INSTRUCTIONS FOR THE TASK >>
From the line bearing "of the outstretched" down to the final line of the records below, give every line again exactly and add nothing.

┌────────

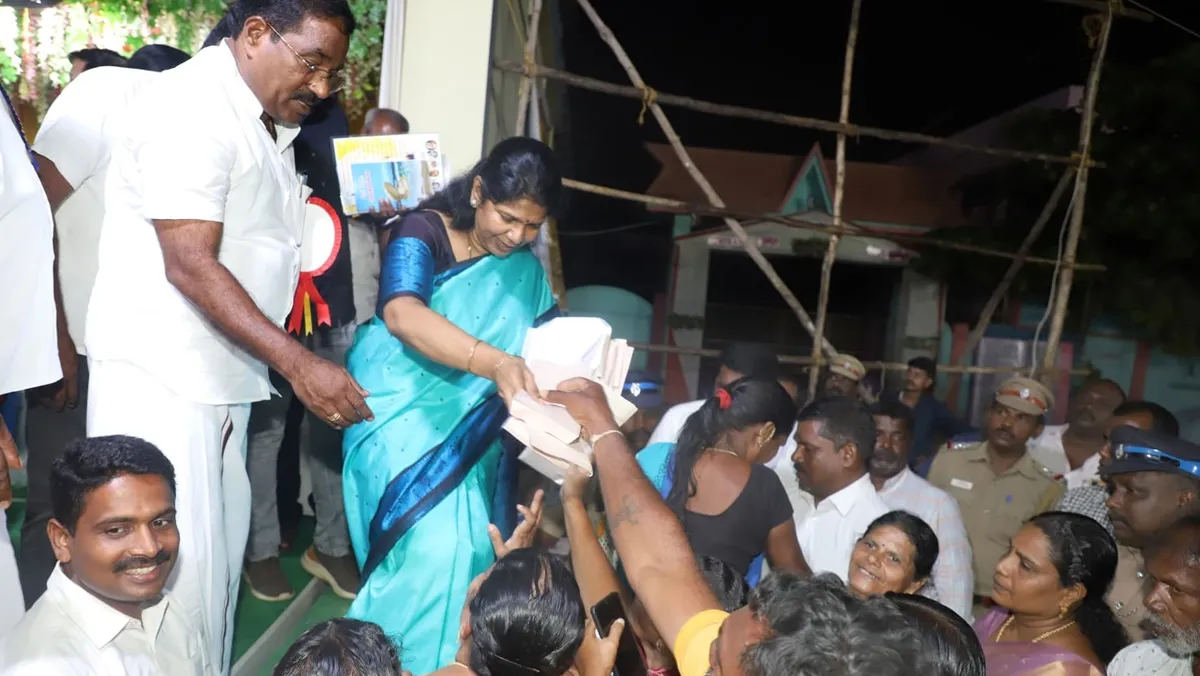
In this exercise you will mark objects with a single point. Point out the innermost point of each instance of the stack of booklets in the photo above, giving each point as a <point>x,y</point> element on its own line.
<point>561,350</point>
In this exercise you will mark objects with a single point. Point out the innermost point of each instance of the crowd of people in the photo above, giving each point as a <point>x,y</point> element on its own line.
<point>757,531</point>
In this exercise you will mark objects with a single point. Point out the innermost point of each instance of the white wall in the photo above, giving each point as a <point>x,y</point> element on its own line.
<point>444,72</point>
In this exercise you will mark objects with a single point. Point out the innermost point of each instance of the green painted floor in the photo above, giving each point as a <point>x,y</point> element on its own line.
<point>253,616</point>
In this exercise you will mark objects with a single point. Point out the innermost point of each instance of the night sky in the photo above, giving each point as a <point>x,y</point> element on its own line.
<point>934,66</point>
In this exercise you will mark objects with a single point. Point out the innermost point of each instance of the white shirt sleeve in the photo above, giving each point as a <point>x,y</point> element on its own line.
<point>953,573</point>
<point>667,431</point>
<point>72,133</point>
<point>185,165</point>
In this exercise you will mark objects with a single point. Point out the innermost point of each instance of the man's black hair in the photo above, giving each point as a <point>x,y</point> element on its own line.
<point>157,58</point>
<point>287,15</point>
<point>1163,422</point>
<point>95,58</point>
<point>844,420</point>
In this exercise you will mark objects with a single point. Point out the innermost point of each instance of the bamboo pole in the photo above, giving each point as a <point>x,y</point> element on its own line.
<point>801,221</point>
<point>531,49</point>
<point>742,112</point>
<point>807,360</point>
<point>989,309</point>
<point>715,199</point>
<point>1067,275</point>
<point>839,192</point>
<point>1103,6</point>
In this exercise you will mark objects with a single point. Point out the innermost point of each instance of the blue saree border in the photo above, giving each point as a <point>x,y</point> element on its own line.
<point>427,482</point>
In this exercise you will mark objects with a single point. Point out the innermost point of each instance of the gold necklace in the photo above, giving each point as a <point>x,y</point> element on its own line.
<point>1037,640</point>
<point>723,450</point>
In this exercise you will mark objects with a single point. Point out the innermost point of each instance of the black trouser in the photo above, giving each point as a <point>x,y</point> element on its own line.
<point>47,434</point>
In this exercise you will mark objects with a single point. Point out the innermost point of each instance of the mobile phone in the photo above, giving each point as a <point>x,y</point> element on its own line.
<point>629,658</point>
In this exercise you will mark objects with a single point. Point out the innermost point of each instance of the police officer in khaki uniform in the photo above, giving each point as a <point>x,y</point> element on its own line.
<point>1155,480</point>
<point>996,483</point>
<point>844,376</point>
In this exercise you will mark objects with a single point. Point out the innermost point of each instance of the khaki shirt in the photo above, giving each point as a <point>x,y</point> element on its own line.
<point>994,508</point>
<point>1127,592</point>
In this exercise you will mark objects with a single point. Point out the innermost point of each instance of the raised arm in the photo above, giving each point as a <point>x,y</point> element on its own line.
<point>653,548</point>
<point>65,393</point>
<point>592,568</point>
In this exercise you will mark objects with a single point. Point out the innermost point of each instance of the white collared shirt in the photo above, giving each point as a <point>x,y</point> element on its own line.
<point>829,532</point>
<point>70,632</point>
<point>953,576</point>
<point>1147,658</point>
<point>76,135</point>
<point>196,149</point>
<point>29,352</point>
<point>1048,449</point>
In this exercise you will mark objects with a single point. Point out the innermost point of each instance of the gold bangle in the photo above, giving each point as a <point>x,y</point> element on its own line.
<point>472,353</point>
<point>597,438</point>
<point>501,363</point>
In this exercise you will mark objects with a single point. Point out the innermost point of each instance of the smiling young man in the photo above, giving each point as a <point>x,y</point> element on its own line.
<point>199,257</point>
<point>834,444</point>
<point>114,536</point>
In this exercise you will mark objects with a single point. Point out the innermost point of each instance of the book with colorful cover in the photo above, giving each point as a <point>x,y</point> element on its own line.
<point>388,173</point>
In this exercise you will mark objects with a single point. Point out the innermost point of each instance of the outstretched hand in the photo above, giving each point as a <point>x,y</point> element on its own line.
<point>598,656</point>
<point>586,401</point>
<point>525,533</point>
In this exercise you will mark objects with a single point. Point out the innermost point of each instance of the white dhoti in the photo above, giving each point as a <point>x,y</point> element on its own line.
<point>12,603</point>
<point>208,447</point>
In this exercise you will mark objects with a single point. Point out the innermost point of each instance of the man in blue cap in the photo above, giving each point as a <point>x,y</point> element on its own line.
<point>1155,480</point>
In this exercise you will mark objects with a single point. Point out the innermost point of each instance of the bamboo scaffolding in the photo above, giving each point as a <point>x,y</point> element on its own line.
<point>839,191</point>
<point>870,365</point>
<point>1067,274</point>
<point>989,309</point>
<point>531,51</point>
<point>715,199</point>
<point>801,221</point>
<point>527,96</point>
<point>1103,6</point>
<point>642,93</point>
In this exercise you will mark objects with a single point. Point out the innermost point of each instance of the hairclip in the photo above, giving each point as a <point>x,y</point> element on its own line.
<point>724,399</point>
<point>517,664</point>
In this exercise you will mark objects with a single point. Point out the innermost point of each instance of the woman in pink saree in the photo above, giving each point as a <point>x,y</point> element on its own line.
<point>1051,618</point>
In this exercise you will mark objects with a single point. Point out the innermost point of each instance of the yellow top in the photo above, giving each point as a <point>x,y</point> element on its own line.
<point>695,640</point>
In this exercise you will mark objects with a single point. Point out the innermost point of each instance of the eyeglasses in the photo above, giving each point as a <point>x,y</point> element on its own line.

└────────

TASK OUTPUT >>
In this exercise you will mark objects with a single point. Point out the innermost point of each instance of the outstretched hand in the photo above, giving each point as a <point>x,y</point> element on its own line.
<point>598,656</point>
<point>586,401</point>
<point>525,533</point>
In this exercise you will mark objects with a single point. Point out the innermost point of each instance of the white dhoti in the photo above, giving each point as a <point>x,y</point> element on its own line.
<point>12,603</point>
<point>208,447</point>
In this exercise you will mark objects with a single point. Point out the innermost point of each instance of the man in blue cap in the photo above, giving each point as a <point>x,y</point> element on its own line.
<point>1155,480</point>
In this exercise you will mark objects with a single point. Point out the innermost point of each instance of the bamboo scaffolding in the photo above, giving each point as a <point>x,y</point> element on its own line.
<point>839,191</point>
<point>870,365</point>
<point>1067,274</point>
<point>989,309</point>
<point>531,51</point>
<point>715,199</point>
<point>801,221</point>
<point>527,96</point>
<point>1103,6</point>
<point>642,93</point>
In this exercise you will mark objects with a single point. Point out the innermost point of each instance of the hairclip in the photo above, giving each point as a <point>x,y</point> element on its own line.
<point>724,399</point>
<point>517,664</point>
In this exercise you will mark objects with a single point. Point out the innermost point of each instance of the woman in pink saree in the photo above, giving each point as a <point>x,y</point> element on its own line.
<point>1051,618</point>
In this exercise you will mark objects with a single point. Point out the innermost point of each instance of the yellow top in the photo above, giving each point as a <point>x,y</point> element on its own line.
<point>695,640</point>
In this exercise you will mark objects with a single point. Point out the innermost point of each instance of the eyeglasses in the photo above, giving each point as a <point>x,y</point> element on its own line.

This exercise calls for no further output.